**YOUR INSTRUCTIONS:** Spot each line in the data below containing "powdered" and copy it.
--------------------------------
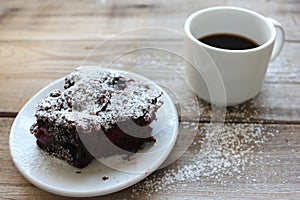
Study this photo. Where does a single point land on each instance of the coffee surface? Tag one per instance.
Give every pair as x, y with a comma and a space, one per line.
228, 41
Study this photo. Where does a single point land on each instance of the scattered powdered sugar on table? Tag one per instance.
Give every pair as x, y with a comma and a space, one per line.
225, 150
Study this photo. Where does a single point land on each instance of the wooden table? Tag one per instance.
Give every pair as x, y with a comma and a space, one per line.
42, 41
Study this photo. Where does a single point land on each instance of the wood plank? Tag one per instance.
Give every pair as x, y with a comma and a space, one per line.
85, 20
272, 170
27, 67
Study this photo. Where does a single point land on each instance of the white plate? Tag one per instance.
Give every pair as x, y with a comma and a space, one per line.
56, 176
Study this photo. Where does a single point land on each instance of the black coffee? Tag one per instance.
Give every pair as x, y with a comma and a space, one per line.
228, 41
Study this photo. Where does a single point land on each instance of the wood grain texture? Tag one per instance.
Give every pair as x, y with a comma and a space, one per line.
275, 172
41, 41
80, 20
40, 63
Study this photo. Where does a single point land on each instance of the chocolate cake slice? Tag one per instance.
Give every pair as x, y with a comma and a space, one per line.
99, 113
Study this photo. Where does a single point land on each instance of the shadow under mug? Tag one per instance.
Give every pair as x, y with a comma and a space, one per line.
229, 77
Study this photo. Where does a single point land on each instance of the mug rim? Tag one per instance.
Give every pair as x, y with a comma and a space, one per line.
189, 20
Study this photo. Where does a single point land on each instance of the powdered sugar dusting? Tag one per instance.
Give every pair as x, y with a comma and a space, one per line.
225, 150
100, 96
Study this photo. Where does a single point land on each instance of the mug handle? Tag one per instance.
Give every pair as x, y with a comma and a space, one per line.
280, 37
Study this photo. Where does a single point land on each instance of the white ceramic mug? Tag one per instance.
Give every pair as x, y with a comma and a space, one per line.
231, 76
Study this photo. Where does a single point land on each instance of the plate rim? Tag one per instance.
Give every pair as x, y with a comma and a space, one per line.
94, 192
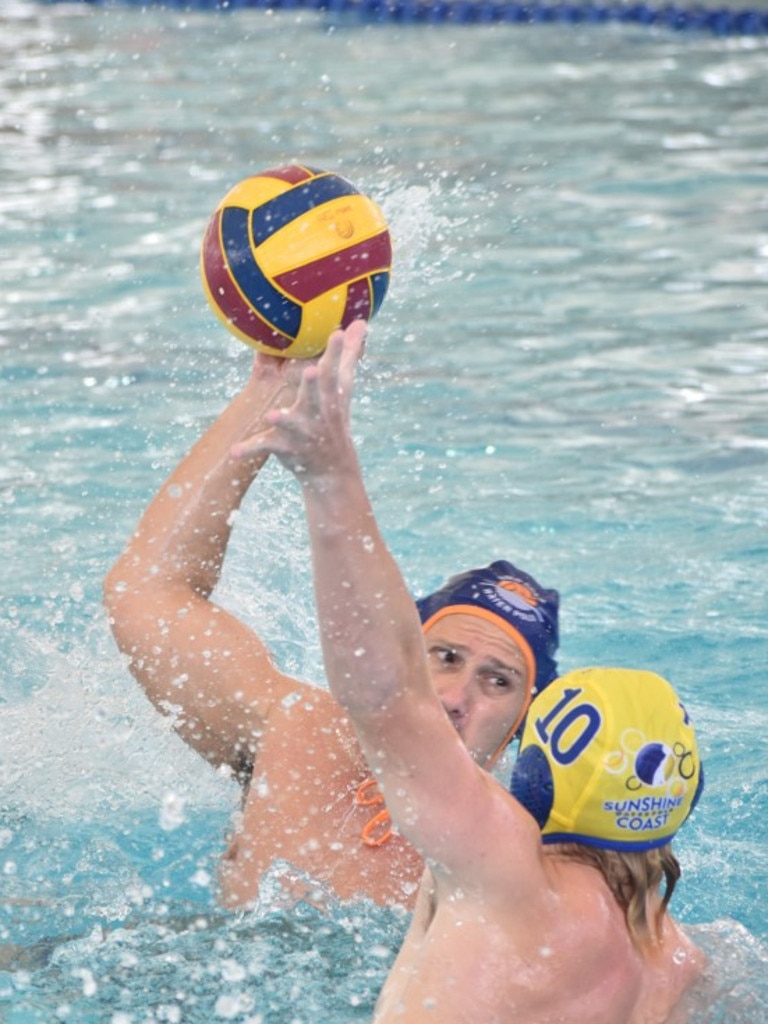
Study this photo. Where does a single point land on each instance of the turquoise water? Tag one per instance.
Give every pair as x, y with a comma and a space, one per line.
570, 370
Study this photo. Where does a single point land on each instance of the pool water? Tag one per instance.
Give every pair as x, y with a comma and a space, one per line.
570, 371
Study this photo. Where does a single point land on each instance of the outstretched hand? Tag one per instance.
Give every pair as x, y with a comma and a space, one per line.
311, 437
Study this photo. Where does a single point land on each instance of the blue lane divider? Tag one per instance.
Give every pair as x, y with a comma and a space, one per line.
720, 20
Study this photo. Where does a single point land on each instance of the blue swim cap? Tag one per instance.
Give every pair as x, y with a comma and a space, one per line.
519, 605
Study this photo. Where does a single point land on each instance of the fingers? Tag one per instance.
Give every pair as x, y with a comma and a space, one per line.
321, 406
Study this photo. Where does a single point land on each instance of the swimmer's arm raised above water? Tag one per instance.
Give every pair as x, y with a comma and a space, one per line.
184, 650
457, 815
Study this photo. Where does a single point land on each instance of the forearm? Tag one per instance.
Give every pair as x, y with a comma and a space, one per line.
370, 629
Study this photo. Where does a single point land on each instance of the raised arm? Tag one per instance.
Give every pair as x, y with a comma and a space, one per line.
372, 639
189, 654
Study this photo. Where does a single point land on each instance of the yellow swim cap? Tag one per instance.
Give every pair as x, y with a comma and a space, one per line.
608, 758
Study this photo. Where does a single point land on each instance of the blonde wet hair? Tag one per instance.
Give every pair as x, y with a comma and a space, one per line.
632, 878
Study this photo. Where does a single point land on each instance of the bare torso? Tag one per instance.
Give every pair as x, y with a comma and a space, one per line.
467, 958
304, 811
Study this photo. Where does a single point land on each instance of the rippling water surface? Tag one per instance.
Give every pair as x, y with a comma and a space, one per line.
570, 370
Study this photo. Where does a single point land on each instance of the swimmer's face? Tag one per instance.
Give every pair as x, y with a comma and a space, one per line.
480, 676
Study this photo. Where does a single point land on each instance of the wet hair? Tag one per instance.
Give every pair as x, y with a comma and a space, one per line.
632, 877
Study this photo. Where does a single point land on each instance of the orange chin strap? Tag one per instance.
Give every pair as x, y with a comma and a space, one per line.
378, 829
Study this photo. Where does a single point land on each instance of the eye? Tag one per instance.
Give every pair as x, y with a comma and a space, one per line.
497, 682
443, 655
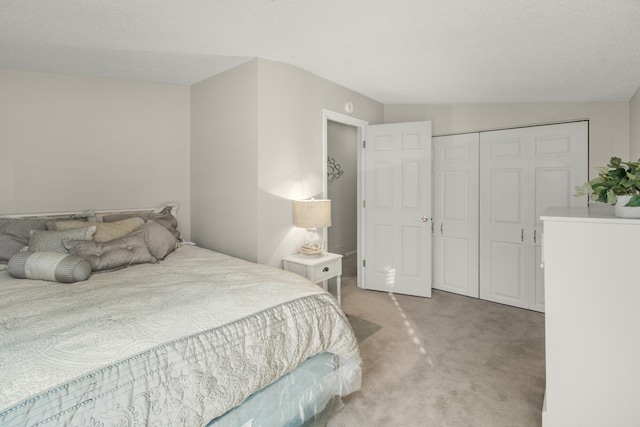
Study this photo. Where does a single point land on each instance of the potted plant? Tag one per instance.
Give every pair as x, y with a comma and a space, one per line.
616, 184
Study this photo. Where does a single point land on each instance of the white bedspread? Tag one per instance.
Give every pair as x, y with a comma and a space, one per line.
174, 343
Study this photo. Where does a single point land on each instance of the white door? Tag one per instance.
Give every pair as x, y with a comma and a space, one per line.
397, 208
523, 172
455, 213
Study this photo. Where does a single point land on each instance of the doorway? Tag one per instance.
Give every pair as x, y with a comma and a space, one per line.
342, 190
345, 135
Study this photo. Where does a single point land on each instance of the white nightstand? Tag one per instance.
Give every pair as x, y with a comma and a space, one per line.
316, 269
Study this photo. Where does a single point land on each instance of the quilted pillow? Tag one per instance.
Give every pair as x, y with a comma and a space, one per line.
52, 266
52, 241
121, 252
14, 234
159, 240
162, 215
104, 232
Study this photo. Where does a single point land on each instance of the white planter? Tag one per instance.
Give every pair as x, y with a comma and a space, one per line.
623, 211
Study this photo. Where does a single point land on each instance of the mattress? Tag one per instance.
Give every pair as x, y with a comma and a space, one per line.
180, 342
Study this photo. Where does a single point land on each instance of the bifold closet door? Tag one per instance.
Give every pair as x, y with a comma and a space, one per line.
455, 215
522, 173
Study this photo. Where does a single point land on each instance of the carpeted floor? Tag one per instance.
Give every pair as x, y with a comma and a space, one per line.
445, 361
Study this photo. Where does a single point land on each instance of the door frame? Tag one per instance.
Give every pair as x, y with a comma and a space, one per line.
361, 129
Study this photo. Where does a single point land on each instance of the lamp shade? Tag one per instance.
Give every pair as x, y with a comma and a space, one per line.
312, 213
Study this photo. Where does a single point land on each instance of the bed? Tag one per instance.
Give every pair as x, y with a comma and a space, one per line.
197, 338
--------------------------------
**EXERCISE SOLUTION:**
Study this photo. Where does a single point land on each instance of the scattered powdered sugar on table? Tag one per instance.
Study this photo. Where does a single point land on each instance of the powdered sugar dusting? Tag one per instance.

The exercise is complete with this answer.